▼

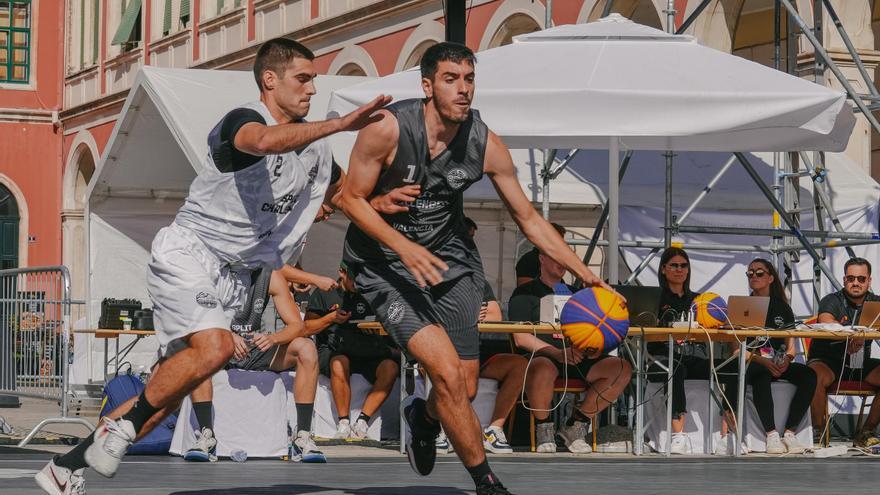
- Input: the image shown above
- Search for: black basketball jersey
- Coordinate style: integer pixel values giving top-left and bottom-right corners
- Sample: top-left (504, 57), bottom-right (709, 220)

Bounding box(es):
top-left (230, 267), bottom-right (272, 335)
top-left (344, 98), bottom-right (488, 268)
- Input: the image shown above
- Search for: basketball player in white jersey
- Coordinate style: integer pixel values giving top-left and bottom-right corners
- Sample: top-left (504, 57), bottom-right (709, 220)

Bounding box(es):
top-left (36, 38), bottom-right (390, 494)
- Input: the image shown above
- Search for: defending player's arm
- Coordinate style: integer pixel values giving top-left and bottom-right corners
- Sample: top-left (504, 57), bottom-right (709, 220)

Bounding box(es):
top-left (339, 112), bottom-right (448, 287)
top-left (483, 131), bottom-right (615, 295)
top-left (234, 94), bottom-right (392, 156)
top-left (253, 271), bottom-right (306, 350)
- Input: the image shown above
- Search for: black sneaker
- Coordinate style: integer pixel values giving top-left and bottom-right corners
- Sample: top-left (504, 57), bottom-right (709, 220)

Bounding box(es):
top-left (403, 395), bottom-right (439, 476)
top-left (475, 474), bottom-right (513, 495)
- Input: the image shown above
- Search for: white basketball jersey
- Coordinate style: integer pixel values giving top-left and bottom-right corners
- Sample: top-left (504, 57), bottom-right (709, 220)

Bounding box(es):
top-left (174, 101), bottom-right (332, 270)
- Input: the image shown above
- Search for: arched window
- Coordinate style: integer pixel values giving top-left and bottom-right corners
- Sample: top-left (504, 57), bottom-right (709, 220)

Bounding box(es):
top-left (0, 184), bottom-right (20, 269)
top-left (487, 13), bottom-right (541, 48)
top-left (336, 63), bottom-right (366, 76)
top-left (74, 150), bottom-right (95, 210)
top-left (403, 40), bottom-right (437, 70)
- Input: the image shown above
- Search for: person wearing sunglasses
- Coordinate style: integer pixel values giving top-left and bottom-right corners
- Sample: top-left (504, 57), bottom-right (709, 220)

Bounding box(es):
top-left (646, 247), bottom-right (738, 454)
top-left (807, 257), bottom-right (880, 448)
top-left (718, 259), bottom-right (815, 454)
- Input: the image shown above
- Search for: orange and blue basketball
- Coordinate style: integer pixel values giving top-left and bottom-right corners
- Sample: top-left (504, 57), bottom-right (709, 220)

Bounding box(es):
top-left (560, 287), bottom-right (628, 358)
top-left (691, 292), bottom-right (727, 328)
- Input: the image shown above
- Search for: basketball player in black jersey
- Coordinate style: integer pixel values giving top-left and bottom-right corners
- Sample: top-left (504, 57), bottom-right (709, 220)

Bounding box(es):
top-left (340, 43), bottom-right (614, 495)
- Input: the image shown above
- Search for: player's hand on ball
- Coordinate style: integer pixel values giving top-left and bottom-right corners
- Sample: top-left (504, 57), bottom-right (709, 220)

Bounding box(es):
top-left (370, 185), bottom-right (421, 214)
top-left (232, 334), bottom-right (249, 360)
top-left (253, 333), bottom-right (274, 352)
top-left (398, 242), bottom-right (448, 287)
top-left (340, 94), bottom-right (393, 131)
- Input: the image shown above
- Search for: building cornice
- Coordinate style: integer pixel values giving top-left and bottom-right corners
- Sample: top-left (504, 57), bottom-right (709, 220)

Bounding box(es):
top-left (60, 90), bottom-right (128, 123)
top-left (0, 108), bottom-right (55, 124)
top-left (196, 0), bottom-right (425, 70)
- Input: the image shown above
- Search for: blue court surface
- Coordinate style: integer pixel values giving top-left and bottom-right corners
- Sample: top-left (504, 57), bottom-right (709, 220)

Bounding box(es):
top-left (2, 446), bottom-right (879, 494)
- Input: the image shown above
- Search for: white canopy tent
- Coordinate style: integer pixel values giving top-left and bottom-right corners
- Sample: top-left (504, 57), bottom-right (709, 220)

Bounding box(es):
top-left (326, 14), bottom-right (857, 287)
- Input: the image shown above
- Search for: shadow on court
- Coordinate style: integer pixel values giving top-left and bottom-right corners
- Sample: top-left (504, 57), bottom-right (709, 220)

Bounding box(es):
top-left (171, 486), bottom-right (470, 495)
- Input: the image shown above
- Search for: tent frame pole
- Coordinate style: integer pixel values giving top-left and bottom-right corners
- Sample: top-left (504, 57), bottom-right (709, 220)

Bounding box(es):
top-left (675, 226), bottom-right (876, 240)
top-left (608, 138), bottom-right (620, 285)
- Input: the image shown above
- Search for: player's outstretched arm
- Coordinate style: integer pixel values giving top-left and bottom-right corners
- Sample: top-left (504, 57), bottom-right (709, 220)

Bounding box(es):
top-left (483, 131), bottom-right (617, 296)
top-left (339, 113), bottom-right (448, 287)
top-left (234, 95), bottom-right (392, 156)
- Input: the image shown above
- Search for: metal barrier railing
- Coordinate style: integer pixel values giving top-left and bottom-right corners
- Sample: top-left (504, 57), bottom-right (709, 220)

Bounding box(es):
top-left (0, 266), bottom-right (93, 446)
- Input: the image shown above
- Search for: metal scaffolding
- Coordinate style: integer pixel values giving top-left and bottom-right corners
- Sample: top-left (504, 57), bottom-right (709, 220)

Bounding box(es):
top-left (546, 0), bottom-right (880, 318)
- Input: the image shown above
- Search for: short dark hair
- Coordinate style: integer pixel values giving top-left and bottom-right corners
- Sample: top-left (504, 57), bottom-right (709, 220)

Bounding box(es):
top-left (253, 38), bottom-right (315, 91)
top-left (550, 222), bottom-right (566, 236)
top-left (420, 42), bottom-right (476, 80)
top-left (845, 257), bottom-right (872, 275)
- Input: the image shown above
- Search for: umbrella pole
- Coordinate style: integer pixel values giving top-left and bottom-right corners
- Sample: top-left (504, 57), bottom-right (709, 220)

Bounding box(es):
top-left (608, 138), bottom-right (620, 285)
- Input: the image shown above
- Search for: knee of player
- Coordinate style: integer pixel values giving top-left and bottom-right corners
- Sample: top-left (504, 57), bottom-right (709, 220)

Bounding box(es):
top-left (296, 340), bottom-right (318, 367)
top-left (195, 329), bottom-right (235, 365)
top-left (377, 358), bottom-right (399, 378)
top-left (430, 363), bottom-right (466, 394)
top-left (527, 356), bottom-right (558, 381)
top-left (330, 355), bottom-right (350, 376)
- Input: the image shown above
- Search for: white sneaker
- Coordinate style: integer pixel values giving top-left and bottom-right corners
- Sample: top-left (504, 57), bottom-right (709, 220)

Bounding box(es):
top-left (713, 434), bottom-right (731, 456)
top-left (351, 418), bottom-right (369, 440)
top-left (766, 431), bottom-right (785, 454)
top-left (782, 431), bottom-right (806, 454)
top-left (184, 427), bottom-right (217, 462)
top-left (84, 417), bottom-right (135, 478)
top-left (333, 419), bottom-right (351, 440)
top-left (291, 430), bottom-right (326, 463)
top-left (483, 426), bottom-right (514, 454)
top-left (535, 422), bottom-right (557, 453)
top-left (669, 432), bottom-right (691, 455)
top-left (35, 457), bottom-right (86, 495)
top-left (435, 430), bottom-right (450, 454)
top-left (557, 421), bottom-right (592, 454)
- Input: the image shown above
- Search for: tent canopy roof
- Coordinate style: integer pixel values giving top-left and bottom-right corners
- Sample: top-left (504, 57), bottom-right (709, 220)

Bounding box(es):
top-left (88, 67), bottom-right (366, 201)
top-left (327, 15), bottom-right (854, 153)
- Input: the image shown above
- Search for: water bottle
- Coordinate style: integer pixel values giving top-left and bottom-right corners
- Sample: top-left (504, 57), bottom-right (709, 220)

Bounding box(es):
top-left (230, 449), bottom-right (248, 462)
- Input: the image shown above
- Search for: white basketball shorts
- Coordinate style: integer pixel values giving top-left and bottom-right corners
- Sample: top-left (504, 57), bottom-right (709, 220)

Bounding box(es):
top-left (147, 223), bottom-right (250, 357)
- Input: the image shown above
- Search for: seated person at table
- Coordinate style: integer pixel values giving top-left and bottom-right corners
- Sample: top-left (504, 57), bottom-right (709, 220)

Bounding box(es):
top-left (645, 247), bottom-right (737, 455)
top-left (508, 250), bottom-right (632, 454)
top-left (808, 257), bottom-right (880, 448)
top-left (514, 222), bottom-right (566, 287)
top-left (307, 261), bottom-right (400, 440)
top-left (186, 268), bottom-right (324, 462)
top-left (718, 259), bottom-right (815, 454)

▲

Task prompt: Each line in the data that has the word "court" counts once; state how many such lines there are, without comment.

Result of the exercise: 2